(Stored entries)
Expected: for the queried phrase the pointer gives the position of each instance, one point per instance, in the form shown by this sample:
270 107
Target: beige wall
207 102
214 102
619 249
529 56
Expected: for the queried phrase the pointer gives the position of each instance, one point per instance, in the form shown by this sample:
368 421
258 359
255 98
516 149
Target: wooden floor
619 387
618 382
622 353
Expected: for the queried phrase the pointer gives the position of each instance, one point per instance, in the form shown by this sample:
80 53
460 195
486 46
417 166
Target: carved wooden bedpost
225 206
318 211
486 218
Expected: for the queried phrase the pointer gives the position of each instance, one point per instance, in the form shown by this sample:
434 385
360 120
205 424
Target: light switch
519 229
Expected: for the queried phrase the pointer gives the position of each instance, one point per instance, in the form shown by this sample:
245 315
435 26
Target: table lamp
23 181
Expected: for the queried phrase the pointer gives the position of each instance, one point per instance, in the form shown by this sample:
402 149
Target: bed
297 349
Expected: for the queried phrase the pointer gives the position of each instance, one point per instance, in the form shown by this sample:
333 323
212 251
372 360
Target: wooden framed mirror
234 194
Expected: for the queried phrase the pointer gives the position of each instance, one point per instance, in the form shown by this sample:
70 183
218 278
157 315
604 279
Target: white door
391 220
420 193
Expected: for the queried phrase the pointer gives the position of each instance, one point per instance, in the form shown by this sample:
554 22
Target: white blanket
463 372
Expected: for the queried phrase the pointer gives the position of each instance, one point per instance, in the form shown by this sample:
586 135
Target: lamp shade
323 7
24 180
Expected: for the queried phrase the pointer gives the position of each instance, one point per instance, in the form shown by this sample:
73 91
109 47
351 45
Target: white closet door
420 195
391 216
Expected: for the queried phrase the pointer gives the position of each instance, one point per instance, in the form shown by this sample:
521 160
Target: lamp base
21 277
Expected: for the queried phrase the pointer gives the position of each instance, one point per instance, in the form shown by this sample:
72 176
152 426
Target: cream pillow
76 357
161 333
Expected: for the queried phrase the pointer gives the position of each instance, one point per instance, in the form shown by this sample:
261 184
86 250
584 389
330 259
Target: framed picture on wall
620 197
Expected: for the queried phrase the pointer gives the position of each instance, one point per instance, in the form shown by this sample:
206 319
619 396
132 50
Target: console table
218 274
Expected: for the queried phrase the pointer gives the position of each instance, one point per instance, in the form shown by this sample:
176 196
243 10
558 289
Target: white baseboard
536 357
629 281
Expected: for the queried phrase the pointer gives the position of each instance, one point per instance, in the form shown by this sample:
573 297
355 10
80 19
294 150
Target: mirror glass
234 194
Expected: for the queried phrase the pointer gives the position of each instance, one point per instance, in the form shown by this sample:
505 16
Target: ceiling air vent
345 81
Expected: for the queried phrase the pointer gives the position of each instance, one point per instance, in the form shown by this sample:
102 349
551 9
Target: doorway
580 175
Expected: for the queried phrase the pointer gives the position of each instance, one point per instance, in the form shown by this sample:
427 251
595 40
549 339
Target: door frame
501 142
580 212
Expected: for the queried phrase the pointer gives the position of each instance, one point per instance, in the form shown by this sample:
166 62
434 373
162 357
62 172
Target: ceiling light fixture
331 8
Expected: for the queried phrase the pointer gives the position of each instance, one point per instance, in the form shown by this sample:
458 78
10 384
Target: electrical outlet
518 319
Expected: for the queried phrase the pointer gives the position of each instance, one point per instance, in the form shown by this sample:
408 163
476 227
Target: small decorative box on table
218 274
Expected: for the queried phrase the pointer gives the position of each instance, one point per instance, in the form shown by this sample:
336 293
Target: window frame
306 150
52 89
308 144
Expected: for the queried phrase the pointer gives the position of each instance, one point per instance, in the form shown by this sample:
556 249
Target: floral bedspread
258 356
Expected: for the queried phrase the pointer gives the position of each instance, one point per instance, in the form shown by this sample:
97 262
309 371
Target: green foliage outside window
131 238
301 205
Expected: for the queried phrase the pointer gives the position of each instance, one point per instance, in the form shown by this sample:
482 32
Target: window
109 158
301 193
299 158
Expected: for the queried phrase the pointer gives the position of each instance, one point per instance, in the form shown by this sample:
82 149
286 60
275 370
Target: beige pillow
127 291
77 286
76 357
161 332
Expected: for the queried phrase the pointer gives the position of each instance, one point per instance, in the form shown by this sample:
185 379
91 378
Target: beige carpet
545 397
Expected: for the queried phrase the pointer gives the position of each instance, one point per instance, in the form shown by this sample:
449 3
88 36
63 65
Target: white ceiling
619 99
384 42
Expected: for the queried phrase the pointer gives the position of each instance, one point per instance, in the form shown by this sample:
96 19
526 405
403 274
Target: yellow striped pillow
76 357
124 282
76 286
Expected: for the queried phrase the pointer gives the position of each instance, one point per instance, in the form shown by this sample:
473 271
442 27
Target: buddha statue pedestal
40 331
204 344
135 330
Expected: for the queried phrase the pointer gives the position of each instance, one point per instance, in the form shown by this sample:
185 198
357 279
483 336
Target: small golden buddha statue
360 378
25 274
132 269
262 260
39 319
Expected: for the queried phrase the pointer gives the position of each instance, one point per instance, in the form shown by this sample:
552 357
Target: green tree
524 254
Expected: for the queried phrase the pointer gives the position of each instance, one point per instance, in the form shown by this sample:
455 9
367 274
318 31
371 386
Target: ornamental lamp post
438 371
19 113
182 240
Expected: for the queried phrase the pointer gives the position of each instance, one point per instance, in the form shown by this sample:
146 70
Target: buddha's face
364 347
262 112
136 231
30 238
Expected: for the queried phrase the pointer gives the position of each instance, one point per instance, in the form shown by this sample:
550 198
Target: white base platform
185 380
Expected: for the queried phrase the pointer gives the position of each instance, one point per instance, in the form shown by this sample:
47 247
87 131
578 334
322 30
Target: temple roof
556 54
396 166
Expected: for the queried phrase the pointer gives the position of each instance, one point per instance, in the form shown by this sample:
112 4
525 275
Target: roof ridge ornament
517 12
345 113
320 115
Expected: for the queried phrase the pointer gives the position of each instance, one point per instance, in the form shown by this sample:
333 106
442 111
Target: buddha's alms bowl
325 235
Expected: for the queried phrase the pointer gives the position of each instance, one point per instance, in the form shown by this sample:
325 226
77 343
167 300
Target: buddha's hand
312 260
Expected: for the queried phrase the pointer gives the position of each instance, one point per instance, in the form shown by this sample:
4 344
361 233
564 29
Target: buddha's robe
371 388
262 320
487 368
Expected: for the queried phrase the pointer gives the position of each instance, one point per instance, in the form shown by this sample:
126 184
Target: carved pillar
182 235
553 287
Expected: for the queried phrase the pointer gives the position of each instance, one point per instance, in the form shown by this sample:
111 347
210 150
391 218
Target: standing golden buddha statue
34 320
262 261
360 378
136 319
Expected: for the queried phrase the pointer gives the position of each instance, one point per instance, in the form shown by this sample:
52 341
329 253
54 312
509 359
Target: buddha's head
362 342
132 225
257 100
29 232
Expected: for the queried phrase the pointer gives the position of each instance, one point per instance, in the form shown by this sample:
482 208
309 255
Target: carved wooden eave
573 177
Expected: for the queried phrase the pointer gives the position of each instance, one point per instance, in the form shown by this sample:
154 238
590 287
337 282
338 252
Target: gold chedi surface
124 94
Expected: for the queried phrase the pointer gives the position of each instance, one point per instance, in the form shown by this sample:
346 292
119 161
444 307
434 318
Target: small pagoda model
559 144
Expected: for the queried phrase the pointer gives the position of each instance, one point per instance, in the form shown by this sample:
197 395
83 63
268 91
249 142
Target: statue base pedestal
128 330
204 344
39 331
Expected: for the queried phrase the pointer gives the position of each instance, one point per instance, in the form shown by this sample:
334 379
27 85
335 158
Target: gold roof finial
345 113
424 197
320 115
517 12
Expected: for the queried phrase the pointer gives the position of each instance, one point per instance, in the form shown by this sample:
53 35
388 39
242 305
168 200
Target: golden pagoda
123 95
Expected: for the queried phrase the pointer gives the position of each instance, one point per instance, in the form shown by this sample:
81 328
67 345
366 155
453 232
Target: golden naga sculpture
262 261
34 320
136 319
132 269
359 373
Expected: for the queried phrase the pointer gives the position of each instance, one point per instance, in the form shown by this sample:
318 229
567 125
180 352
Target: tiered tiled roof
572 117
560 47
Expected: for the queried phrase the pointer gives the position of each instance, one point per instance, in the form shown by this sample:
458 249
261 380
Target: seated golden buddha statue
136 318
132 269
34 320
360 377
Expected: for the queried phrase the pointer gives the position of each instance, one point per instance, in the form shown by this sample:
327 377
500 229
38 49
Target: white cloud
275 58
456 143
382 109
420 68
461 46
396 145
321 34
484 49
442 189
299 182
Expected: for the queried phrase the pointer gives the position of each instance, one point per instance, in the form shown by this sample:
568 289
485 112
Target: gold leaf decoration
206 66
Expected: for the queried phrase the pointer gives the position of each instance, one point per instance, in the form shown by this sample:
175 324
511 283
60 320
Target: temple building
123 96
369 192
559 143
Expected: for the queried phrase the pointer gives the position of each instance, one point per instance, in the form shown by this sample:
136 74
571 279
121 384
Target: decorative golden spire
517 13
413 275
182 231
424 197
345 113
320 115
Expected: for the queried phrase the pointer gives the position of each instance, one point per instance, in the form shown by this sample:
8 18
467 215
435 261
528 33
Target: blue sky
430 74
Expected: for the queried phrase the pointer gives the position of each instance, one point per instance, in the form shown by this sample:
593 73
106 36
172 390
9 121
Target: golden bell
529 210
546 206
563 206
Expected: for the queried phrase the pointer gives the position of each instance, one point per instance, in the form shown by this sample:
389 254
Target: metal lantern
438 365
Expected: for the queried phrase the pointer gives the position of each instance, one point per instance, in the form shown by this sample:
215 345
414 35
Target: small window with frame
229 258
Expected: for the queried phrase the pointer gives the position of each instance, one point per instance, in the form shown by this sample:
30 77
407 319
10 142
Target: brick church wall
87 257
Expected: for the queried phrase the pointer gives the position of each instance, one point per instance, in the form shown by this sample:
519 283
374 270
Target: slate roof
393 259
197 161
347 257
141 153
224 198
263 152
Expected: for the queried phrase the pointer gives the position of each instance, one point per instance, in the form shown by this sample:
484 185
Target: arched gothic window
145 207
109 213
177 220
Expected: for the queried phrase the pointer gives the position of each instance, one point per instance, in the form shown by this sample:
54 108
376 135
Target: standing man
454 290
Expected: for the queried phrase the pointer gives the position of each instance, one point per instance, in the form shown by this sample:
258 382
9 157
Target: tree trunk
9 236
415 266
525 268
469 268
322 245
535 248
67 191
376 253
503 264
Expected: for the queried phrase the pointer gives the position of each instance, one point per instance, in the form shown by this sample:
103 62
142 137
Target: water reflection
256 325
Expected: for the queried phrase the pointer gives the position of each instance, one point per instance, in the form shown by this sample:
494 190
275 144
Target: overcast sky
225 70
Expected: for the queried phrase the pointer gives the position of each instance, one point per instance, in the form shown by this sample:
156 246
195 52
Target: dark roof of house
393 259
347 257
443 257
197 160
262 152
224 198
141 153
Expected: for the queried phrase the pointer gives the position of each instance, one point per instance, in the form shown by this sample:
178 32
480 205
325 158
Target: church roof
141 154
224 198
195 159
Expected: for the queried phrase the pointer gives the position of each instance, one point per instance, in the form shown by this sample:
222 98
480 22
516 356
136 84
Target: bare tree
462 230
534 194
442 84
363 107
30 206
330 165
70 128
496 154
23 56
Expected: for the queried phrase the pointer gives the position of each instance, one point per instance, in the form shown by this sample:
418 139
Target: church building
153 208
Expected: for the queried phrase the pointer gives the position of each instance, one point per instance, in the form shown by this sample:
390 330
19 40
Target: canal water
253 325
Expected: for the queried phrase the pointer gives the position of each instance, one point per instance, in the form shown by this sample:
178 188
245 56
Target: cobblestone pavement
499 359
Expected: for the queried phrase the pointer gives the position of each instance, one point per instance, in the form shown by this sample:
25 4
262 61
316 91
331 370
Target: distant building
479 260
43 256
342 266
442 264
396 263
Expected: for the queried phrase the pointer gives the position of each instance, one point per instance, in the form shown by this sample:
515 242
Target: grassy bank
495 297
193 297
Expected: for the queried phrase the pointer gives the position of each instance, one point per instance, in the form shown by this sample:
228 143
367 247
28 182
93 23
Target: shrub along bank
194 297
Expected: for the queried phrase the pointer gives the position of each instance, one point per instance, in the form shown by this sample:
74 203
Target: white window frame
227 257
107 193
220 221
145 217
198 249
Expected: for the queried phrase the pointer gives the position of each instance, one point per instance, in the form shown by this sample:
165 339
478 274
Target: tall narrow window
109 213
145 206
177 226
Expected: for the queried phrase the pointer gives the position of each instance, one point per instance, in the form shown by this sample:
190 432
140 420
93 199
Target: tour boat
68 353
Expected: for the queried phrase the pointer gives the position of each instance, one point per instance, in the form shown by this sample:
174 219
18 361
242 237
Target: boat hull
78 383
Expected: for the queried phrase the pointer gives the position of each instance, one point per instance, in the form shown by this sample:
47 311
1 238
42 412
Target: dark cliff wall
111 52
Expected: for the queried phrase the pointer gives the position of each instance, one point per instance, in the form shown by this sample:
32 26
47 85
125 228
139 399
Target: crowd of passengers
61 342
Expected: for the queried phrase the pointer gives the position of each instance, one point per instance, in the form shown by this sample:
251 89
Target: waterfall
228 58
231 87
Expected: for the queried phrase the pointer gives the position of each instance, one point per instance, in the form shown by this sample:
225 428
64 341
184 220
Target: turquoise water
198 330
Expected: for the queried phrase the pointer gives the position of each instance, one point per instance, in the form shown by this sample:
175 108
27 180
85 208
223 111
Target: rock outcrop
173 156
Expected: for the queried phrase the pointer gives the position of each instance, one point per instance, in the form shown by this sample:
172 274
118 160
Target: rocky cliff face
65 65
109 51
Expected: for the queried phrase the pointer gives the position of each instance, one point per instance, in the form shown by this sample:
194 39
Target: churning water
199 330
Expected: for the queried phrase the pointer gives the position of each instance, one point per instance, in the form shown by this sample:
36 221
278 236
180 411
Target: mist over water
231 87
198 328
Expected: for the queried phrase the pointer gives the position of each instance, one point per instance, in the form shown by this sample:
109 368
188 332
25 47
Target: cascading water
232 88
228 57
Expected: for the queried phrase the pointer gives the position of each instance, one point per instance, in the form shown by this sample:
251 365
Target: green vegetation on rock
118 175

WHAT THE EXERCISE ASKS:
From the line containing "Target: rocky cliff face" down to the last line of the records above, print every line exactly, with both ends kept.

RESPONSE TO THIS TASK:
Target: rocky cliff face
65 65
109 51
Expected: for the queried phrase the pointer gives the position of each instance, one point per instance, in the form shown by this sample:
194 39
Target: churning water
199 330
Expected: for the queried phrase the pointer gives the position of each instance, one point per instance, in the form shown by this sample:
36 221
278 236
180 411
Target: mist over water
231 87
198 328
Expected: for the queried phrase the pointer gives the position of each instance, one point per instance, in the form shown by this sample:
109 368
188 332
25 47
Target: cascading water
232 88
228 57
Expected: for the queried phrase the pointer gives the position of each instance, one point per instance, in the form shown by this sample:
251 365
Target: green vegetation on rock
118 175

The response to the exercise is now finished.